■ Task objective
For the entries below, the expected answer is the line with "point(117, 195)", the line with "point(167, 156)", and every line between them, exactly as written, and nothing more.

■ Dataset extract
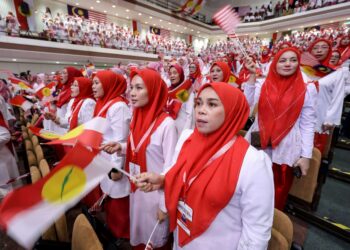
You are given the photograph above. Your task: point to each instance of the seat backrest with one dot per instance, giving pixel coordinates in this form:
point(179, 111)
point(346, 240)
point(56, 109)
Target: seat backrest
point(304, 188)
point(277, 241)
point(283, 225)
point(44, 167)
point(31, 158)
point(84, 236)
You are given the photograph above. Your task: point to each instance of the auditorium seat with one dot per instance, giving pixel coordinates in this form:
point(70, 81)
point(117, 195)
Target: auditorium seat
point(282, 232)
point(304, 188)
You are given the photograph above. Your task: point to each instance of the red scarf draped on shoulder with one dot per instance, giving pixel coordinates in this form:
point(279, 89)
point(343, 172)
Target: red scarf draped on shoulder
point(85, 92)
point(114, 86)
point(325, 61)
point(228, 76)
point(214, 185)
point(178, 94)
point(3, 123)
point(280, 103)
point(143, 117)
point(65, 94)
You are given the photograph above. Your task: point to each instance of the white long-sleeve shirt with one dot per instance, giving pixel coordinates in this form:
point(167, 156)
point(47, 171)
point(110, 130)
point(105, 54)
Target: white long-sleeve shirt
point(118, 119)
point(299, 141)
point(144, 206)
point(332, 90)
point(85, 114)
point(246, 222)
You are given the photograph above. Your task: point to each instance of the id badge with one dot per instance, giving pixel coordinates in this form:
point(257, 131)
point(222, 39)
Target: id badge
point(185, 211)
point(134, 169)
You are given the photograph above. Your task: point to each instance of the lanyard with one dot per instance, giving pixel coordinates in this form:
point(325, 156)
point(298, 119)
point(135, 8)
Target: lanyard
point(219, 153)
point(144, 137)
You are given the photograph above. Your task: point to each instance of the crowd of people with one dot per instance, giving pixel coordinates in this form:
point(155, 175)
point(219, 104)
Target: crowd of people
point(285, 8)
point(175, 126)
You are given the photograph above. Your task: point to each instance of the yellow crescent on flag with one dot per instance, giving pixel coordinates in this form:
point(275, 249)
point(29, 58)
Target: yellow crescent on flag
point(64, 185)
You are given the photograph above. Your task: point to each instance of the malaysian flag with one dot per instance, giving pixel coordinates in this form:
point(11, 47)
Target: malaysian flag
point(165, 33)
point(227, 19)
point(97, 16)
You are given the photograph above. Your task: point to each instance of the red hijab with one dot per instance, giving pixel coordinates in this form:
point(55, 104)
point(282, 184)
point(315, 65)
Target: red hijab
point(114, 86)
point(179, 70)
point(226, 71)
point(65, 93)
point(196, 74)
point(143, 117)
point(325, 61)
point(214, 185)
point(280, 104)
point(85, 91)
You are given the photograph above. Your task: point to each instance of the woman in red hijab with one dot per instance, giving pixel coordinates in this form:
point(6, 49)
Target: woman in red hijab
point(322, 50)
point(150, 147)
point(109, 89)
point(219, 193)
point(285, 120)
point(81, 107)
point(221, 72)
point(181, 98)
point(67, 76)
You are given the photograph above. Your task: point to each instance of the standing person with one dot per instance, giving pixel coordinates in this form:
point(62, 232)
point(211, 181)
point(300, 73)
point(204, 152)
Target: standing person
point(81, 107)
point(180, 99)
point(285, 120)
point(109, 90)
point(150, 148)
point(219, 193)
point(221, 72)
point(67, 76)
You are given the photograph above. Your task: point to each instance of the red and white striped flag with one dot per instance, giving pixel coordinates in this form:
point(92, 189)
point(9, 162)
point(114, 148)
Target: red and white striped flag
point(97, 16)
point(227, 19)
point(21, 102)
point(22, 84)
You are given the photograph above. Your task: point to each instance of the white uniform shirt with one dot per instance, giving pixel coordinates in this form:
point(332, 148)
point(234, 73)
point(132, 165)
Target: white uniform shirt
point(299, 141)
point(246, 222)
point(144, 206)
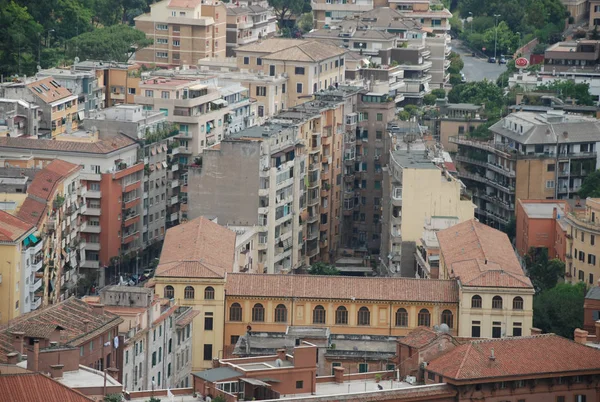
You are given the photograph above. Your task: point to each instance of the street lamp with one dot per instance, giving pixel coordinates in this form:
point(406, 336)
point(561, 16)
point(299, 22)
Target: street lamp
==
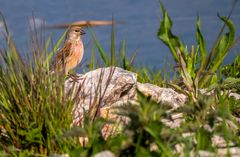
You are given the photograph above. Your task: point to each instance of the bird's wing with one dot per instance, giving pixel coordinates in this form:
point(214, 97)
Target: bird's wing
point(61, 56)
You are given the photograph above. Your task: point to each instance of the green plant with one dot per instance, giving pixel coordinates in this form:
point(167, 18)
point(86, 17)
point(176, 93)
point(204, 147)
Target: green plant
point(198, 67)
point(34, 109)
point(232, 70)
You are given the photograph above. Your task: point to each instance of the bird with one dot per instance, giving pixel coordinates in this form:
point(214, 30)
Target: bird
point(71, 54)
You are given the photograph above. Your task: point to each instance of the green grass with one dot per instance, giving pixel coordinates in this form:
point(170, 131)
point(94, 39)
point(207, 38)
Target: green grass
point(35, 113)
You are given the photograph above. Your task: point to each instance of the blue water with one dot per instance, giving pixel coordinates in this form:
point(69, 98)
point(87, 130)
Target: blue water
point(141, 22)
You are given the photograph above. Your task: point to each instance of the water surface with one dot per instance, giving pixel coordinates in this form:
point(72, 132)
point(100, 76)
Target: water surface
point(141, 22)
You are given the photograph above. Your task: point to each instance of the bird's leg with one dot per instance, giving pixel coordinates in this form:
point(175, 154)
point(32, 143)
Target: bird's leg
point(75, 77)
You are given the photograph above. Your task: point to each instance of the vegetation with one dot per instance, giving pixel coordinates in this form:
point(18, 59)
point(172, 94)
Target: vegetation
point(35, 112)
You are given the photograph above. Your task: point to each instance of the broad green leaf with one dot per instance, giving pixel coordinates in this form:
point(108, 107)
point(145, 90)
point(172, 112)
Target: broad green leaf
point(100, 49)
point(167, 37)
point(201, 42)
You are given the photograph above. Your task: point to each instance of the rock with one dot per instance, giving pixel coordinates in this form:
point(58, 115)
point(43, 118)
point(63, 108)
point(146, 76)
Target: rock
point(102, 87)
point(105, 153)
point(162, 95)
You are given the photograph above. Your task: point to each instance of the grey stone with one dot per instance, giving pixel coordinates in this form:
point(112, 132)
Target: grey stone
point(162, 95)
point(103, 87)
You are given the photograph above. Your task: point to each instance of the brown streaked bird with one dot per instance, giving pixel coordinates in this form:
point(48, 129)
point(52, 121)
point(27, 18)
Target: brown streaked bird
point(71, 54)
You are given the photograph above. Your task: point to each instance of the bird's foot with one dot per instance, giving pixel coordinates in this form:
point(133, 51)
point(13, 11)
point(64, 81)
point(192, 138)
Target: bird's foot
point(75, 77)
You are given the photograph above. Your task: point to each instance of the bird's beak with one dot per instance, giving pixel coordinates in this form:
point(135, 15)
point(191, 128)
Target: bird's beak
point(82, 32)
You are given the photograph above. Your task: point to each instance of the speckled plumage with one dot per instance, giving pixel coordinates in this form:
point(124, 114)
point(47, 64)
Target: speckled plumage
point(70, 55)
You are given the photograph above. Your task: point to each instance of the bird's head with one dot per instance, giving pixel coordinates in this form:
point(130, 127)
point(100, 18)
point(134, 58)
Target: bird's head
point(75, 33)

■ Exercise output
point(117, 195)
Target: auditorium seat
point(282, 232)
point(304, 188)
You are given the photograph above. Your task: point to each instance of the red scarf draped on shoulder with one dot per instance, giving pixel coordinates in this form:
point(279, 89)
point(343, 172)
Target: red scarf draped on shoulder
point(85, 92)
point(114, 86)
point(325, 61)
point(228, 76)
point(214, 185)
point(178, 94)
point(3, 123)
point(280, 103)
point(143, 117)
point(65, 94)
You are given the photograph above. Your task: point to each instance of the white long-sleeve shirt with one dot per instance, giving pixel coordinates in this form:
point(167, 156)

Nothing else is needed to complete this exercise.